Write out the items from the line with "You are to find man's left" to the line with "[677,469,770,853]", including both of those lines, as a JSON list of strings, one string per line. Omit blank lines.
[START]
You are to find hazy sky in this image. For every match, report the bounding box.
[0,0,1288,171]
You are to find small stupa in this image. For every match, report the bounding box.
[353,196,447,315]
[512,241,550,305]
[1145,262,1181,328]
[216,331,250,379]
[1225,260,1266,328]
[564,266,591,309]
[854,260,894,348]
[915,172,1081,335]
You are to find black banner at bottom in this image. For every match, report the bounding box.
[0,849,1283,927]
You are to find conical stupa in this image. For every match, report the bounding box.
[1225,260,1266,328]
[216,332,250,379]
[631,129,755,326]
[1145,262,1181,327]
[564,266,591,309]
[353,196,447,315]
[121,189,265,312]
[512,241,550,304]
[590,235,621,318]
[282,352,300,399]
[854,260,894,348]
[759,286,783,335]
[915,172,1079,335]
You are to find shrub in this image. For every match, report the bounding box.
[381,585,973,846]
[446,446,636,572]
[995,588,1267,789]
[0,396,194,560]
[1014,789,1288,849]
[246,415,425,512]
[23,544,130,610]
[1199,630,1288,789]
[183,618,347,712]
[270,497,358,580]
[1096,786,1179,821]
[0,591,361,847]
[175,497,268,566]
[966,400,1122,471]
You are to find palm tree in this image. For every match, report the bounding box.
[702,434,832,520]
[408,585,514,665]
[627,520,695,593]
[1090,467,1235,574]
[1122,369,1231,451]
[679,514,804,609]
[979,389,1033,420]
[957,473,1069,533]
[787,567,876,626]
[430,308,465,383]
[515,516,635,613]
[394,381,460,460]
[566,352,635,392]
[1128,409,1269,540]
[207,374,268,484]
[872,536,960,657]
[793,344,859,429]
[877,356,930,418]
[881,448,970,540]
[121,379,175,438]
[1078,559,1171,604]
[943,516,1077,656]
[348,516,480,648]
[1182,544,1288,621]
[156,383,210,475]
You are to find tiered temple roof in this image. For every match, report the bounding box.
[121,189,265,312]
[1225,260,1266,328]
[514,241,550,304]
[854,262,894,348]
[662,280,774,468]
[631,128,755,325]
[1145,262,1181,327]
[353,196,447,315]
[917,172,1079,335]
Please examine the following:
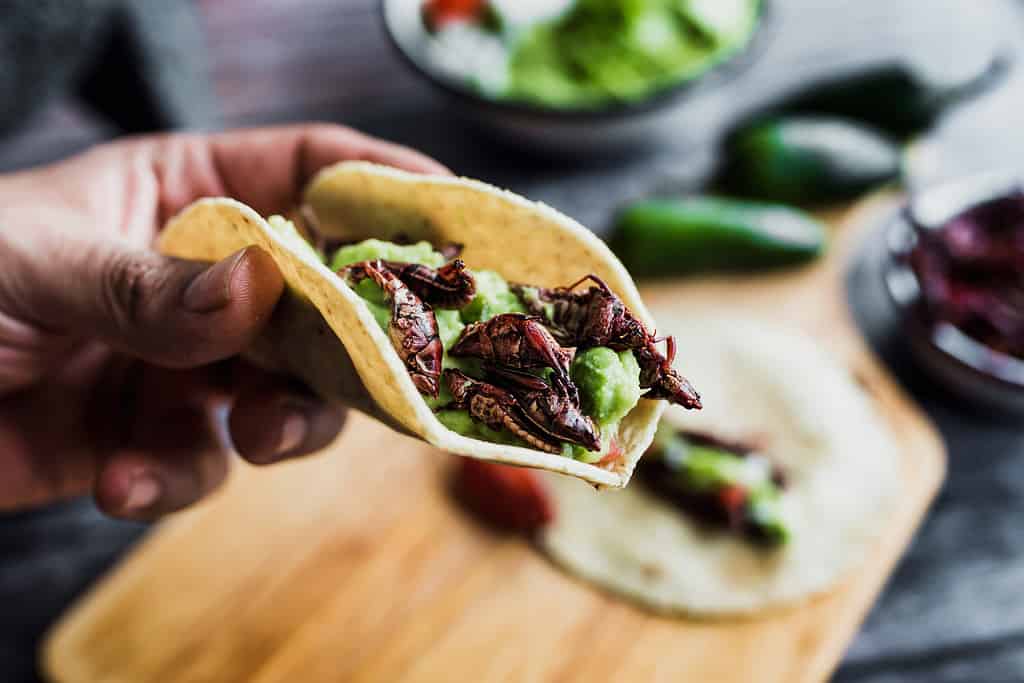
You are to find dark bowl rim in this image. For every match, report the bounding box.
[377,0,774,122]
[882,181,1024,393]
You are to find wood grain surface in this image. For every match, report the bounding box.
[43,196,945,683]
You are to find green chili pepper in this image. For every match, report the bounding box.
[768,54,1009,138]
[611,197,826,276]
[719,117,900,205]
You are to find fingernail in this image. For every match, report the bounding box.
[182,249,248,313]
[125,473,162,512]
[276,412,309,456]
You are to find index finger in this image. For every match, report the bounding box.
[155,124,451,222]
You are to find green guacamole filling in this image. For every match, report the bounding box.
[638,421,791,546]
[268,216,641,462]
[506,0,760,106]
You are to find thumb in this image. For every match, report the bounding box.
[22,245,284,368]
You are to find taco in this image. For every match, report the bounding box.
[159,162,700,487]
[540,316,901,615]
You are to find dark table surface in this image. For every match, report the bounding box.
[6,0,1024,683]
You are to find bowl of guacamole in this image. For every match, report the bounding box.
[382,0,768,151]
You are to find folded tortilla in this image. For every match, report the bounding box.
[541,313,902,615]
[159,162,665,487]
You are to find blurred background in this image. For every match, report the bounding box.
[0,0,1024,683]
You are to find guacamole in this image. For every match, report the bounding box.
[268,222,640,462]
[434,0,761,109]
[507,0,759,106]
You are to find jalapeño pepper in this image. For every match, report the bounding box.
[611,197,826,276]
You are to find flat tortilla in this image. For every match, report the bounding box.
[153,162,665,487]
[542,315,901,615]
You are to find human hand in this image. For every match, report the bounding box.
[0,125,447,519]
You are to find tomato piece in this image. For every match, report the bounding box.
[454,458,555,532]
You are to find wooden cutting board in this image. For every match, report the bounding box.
[42,196,944,683]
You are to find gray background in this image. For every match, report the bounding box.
[0,0,1024,683]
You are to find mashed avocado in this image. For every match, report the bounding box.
[319,237,640,462]
[331,240,444,270]
[570,346,640,463]
[505,0,760,106]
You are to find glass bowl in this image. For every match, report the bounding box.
[883,171,1024,415]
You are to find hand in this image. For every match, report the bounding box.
[0,125,446,519]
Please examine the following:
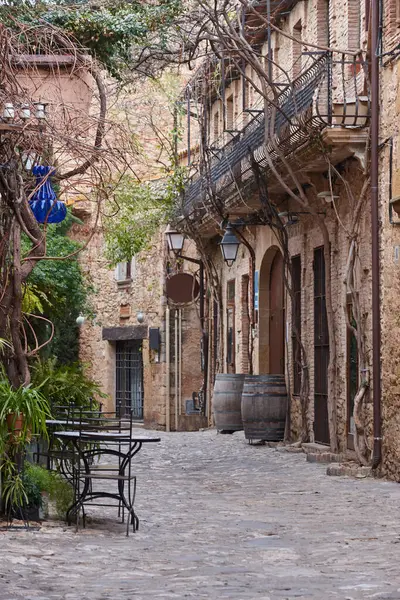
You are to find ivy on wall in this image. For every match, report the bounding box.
[104,168,186,266]
[24,213,90,363]
[0,0,182,78]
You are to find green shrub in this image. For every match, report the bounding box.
[31,358,107,409]
[23,463,74,519]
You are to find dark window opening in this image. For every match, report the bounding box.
[115,340,143,419]
[292,256,302,394]
[226,279,235,373]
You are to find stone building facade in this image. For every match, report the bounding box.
[175,0,394,464]
[72,74,208,430]
[72,0,400,478]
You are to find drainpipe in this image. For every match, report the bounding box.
[371,0,382,469]
[165,305,171,431]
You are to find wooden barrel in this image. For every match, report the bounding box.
[213,373,245,432]
[242,375,288,442]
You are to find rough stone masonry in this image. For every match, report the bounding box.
[0,430,400,600]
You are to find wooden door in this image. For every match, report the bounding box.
[269,252,285,375]
[314,248,329,444]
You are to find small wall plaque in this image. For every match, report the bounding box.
[119,304,131,319]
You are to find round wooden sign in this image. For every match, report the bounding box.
[166,273,200,304]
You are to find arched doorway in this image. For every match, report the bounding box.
[258,246,285,374]
[269,252,285,375]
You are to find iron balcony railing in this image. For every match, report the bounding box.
[184,52,369,211]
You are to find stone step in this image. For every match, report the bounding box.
[306,452,345,463]
[302,442,330,454]
[326,463,374,479]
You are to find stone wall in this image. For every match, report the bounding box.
[379,55,400,480]
[203,159,371,451]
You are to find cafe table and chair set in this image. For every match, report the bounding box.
[36,406,160,535]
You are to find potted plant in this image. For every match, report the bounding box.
[0,372,51,520]
[0,377,51,443]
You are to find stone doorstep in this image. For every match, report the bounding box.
[326,462,374,479]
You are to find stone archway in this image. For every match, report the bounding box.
[258,246,285,374]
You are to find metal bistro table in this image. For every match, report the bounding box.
[54,430,161,535]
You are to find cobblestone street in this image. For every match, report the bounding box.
[0,430,400,600]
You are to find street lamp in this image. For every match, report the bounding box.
[3,102,15,119]
[219,223,240,267]
[165,224,185,254]
[76,313,86,327]
[33,102,46,121]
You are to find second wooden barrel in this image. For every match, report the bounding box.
[213,373,245,432]
[242,375,288,442]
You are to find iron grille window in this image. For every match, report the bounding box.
[115,340,143,419]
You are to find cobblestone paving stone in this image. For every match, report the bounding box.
[0,430,400,600]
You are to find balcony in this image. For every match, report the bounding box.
[183,52,369,214]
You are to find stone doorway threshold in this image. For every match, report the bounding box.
[279,443,374,479]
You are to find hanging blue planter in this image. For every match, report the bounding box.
[29,165,67,223]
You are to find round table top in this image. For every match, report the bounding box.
[55,431,161,443]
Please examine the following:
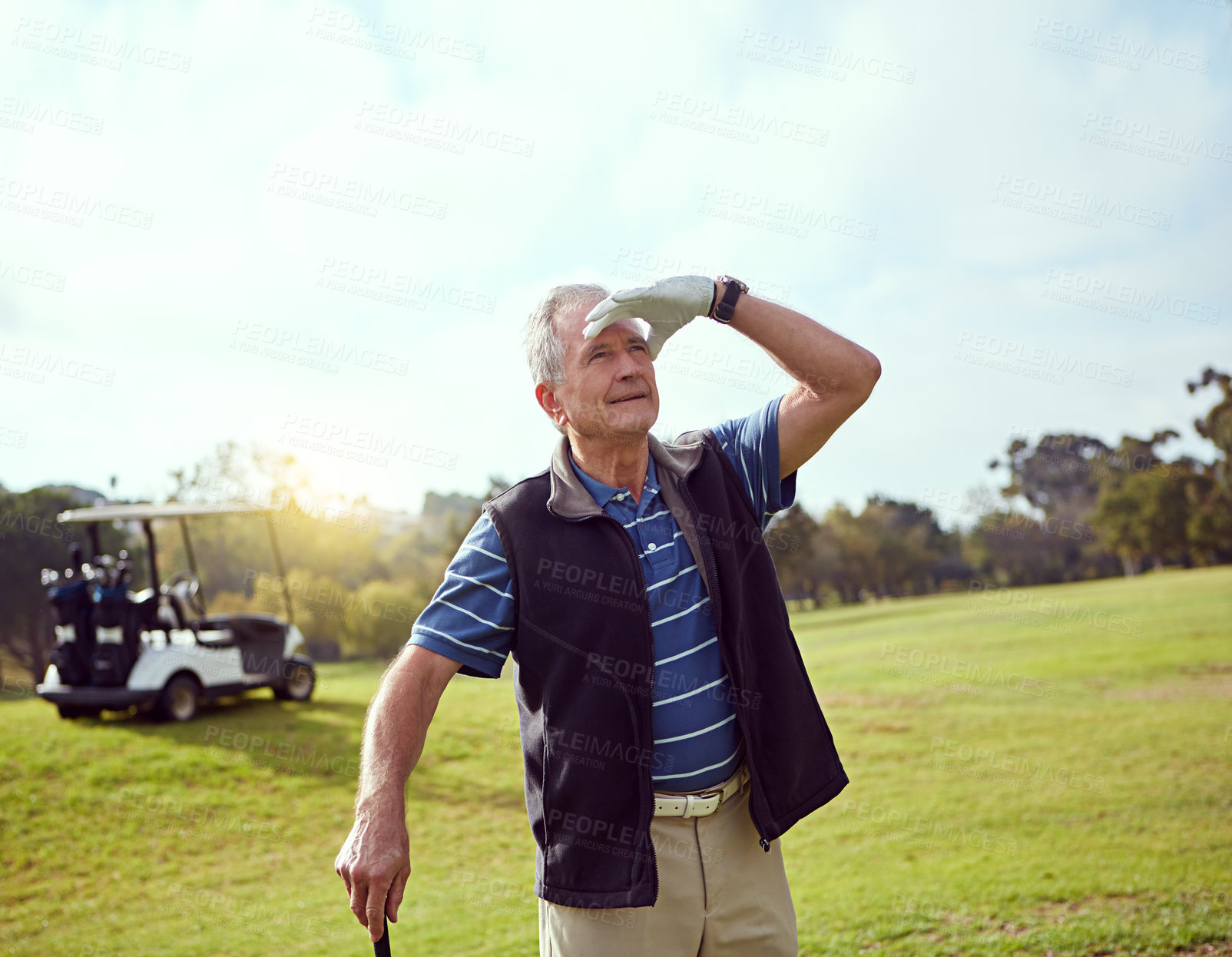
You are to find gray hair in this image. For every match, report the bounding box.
[526,282,608,386]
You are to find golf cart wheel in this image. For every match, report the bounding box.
[273,664,316,700]
[55,704,102,720]
[155,675,200,720]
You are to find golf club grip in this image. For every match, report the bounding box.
[372,914,389,957]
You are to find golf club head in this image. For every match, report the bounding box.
[372,914,389,957]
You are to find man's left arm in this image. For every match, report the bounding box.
[716,282,881,478]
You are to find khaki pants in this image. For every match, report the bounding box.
[538,763,797,957]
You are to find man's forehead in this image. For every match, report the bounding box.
[559,300,651,351]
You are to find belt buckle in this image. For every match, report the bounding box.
[680,790,724,818]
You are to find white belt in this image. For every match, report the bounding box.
[654,765,749,818]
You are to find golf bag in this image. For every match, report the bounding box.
[90,581,141,687]
[47,573,95,685]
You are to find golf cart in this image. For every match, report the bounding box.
[36,502,316,720]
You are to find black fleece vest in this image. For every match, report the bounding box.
[484,430,848,908]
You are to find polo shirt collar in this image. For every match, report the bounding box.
[547,432,702,518]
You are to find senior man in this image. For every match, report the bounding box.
[335,276,881,957]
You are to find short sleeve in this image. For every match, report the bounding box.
[406,514,514,677]
[711,396,796,531]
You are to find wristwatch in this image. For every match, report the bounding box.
[710,276,749,325]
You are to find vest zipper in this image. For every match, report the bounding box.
[547,505,665,904]
[677,469,770,853]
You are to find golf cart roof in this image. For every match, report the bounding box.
[55,502,270,522]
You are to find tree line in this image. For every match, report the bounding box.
[0,368,1232,680]
[771,368,1232,604]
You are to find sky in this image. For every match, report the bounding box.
[0,0,1232,525]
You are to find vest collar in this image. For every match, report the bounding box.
[547,432,702,518]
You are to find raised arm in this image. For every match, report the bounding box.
[334,645,459,941]
[584,276,881,479]
[718,283,881,478]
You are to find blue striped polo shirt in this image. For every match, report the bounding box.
[408,398,796,791]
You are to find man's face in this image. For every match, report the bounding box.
[538,300,659,441]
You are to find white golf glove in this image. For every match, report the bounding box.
[581,276,714,359]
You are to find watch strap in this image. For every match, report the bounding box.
[711,276,749,325]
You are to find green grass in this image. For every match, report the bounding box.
[0,568,1232,955]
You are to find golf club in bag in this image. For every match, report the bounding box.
[END]
## [RESULT OF THE EXERCISE]
[
  "You are to find man's left arm in this image. For every match, report the bounding box.",
  "[716,282,881,478]",
  "You are to find khaki pants in this image. For every match, report the bounding box.",
  "[538,763,797,957]",
  "You are to find man's forehead in this image. For every match, report the bounding box.",
  "[559,300,651,351]",
  "You are to find belt buckle in this image. For every match, report the bounding box.",
  "[680,790,724,818]",
  "You are to find white belt in this image. For every match, report the bounding box.",
  "[654,765,749,818]",
  "You are to find golf bag in this image. For every match, report the bounding box.",
  "[90,581,141,687]",
  "[47,573,95,685]",
  "You are to find golf cart in this image. For every match, report the bounding box.",
  "[36,502,316,720]",
  "You are to find black fleece vest in this image. For every match, report the bounding box.",
  "[484,430,848,908]",
  "You are to find polo shirt collar in this image. For every match, report the bounding box.",
  "[547,432,702,518]",
  "You are to find senior man in this image. For every match, report the bounding box.",
  "[335,276,881,957]",
  "You are to find short sleeve in this image. For every match, report the bounding box.",
  "[406,514,514,677]",
  "[711,396,796,531]",
  "You are to find wristwatch in this image. For every match, report the bounding box.",
  "[710,276,749,325]",
  "You are to find vest zipper in this image. For every match, report the bounding box.",
  "[547,505,665,904]",
  "[677,469,770,853]"
]